*文档摘录*.
################

浅论穷困抗辩权的性质与制度完善

22.09.2014  18:58

    【内容摘要】现代合同法为了保护赠与人利益,特意规定了贫困抗辩权这一重要制度,其充分贯彻了市场交易中的诚实信用原则以及文明社会中以人为本的准则。但是由于立法在其有关问题上含有规定不清之处,使该制度在实际操作中尚有不足。为解决这一问题,本文着重探讨了穷困抗辩权的性质,并提出相应见解。

    【Abstract】To protect the interests of the donator, that the “poverty state counterplead right” is universally stipulated in modern contract laws. It embodies the principle of honesty and loyalty in the trade and protection of individuals in civilized society. This system however couldn’t fulfill its capacity due to the lack of clarity in the articles on some issues. In order to settle this problem would this article place the emphasis on the insight into the nature of it and come up with some applicable suggestions.  

    【关键字】穷困抗辩权 赠与 履约能力

    【Key Words】Poverty state couterplead right   Donation   Fulfulling capability

    在现代日益发达的经济生活中,赠与这一实践形式发生于每天近乎每一个角落,其中尤以救灾、扶贫、助学等公益性赠与为甚。其在一定程度上不仅有助于融洽社会气氛,减少社会矛盾,而且更为重要的作用在于对生活资源的重新配置,使其趋于合理、平衡。但与此同时,也出现了不少纠纷。其中又以赠与人以经济困难为由而拒绝履行赠与义务为显著。对于此种情形,基于对双方利益平衡的维护,许多国家法律对确实处于困窘之中的赠与人都规定了所谓的穷困抗辩权,以此对抗受赠人的请求。

    一、穷困抗辩权的内涵及各国相关立法

    穷困抗辩权,又称赠与履行之拒绝或紧急需要抗辩权,意指“赠与合同生效后,因赠与人陷入穷困的境地,因而得依法拒绝再履行赠与义务的一种权利”。①对于穷困抗辩权的规定可见于大陆法系各国的法典中,如《德国民法典》第519条第一款规定:“赠与人因考虑其所负的其他义务,如不损害与自身身份相当的生计或法律规定的扶养义务,即无能力履行约定者,得拒绝履行以赠与方式给予的约定。”②《瑞士债务法》第250条第一款规定:“赠与约定有下列情形之一时,赠与人得撤销其约定并拒绝履行:一、…二、赠与人于约定后,其财产状况显有变更,致赠与使其负担特别困难者;三、赠与人于约定后发生亲属法上之义务,而此项义务为前所未有或原系较为轻微者。”③与我国规定最为相似的应该是台湾地区民法。其418条规定:“赠与人于增于约定后,其经济状况显有变更,如因赠与致其生机有重大影响,或妨碍其扶养义务之履行者,得拒绝赠与之履行。”

################

*任务目标 A*.
这篇关于穷困抗辩权的文章在内容摘要中提到,该制度在实际操作中尚有不足。请说明原因。
*任务目标 B*.
把这篇关于穷困抗辩权的文章中的“与我国规定最为相似的应该是台湾地区民法。”译成英语。
这些材料另有出处。

################

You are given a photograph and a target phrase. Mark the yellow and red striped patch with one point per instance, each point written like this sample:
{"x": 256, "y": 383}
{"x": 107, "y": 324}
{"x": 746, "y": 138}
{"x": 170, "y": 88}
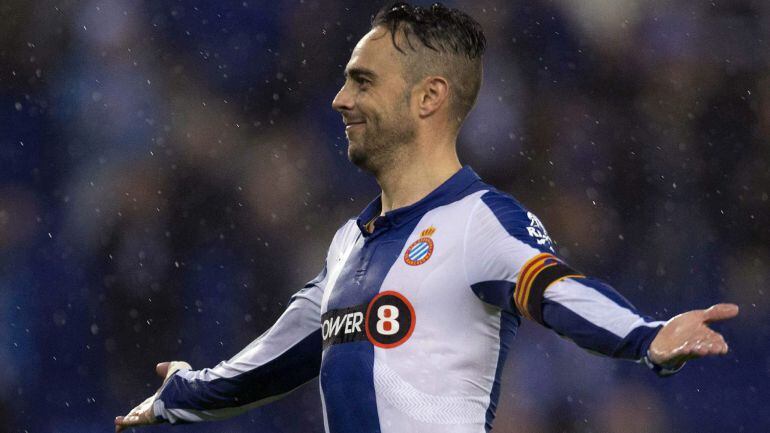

################

*任务答案 A*.
立法在该制度的有关问题上规定不清,因此它在实际操作中尚有不足。

*任务答案 B*.
The provisions most similar to those of our country should be the civil law of the Taiwan region.